• [DO THIS]: Pick up the article on the 1938 Grand National after its last sentence and continue writing it.
═════ PAGE EXCERPT ═════
1938 Grand National
- Location: Aintree Racecourse
- Date: 25 March 1938
- Winning horse: Battleship
- Starting price: 40/1
- Jockey: Bruce Hobbs
- Trainer: Reg Hobbs
- Owner: Mrs. Marion duPont Scott
- Conditions: Good to firm

= 1938 Grand National =

English steeplechase horse race

The 1938 Grand National was the 97th renewal of the Grand National horse race that took place at Aintree near Liverpool, England, on 25 March 1938.

The steeplechase was won narrowly by American thoroughbred Battleship, a 40/1 shot ridden by 17-year-old jockey Bruce Hobbs and trained by Reg Hobbs, for owner Marion duPont Scott. Royal Danieli finished in second place, with Workman third and last year's second-placed Cooleen was fourth. Workman won the National the following year and Cooleen also finished fourth in 1939.

Battleship is the only horse to have won both the Grand National at Aintree and the American Grand National.

Thirty-six horses ran in the race, including the previous year's winner Royal Mail, who was pulled-up before the second Canal Turn with a broken blood vessel.
═════ GIVEN INFORMATION ═════
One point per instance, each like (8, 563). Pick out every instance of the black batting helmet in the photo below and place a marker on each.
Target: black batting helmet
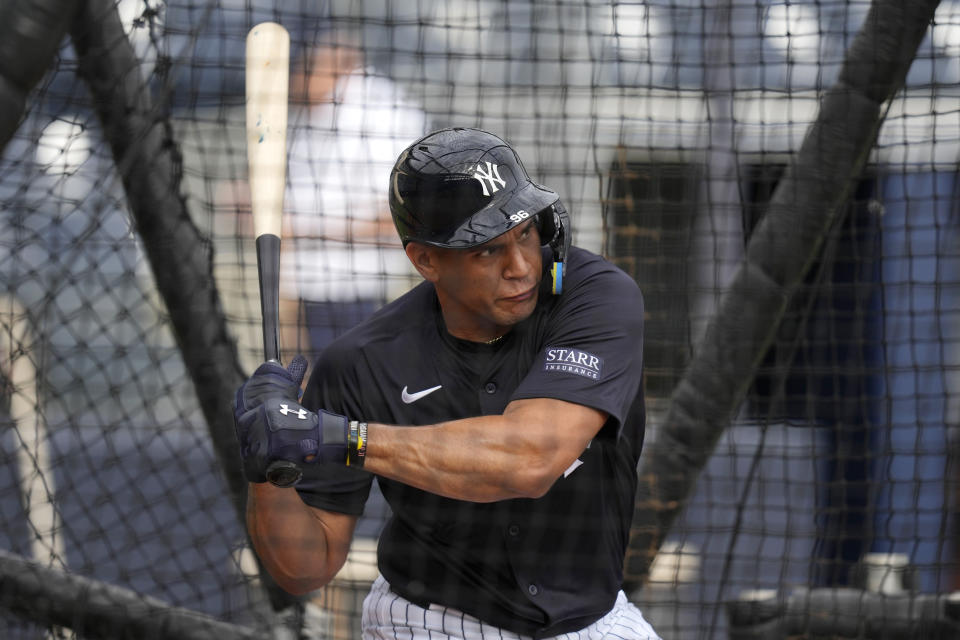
(457, 188)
═════
• [RESULT OF THE EXERCISE]:
==Media coverage and aftermath==
Winning rider Bruce Hobbs later explained that he had Fred Rimell to thank in part for his victory. Hobbs stated that Battleship had landed very steeply at Becher's Brook and cut his chin on the ground, causing the pair to come to the seventh fence wrong. Battleship had to veer sharply to take the jump and as Hobbs stated. "He caught me off balance and I was starting to fall off when suddenly I got a push up the bum back into the saddle" [From Rimell]. Of the finish Hobbs stated "I didn't hit the little horse because he wouldn't go for the stick, but he gave everything and got up and won. I thought it was half a length but they gave it as a head and all the Irish said if there was a photograph I would have been second." Hobbs himself never raced in the National again after a fall later that year resulted in a back injury that ended his riding career.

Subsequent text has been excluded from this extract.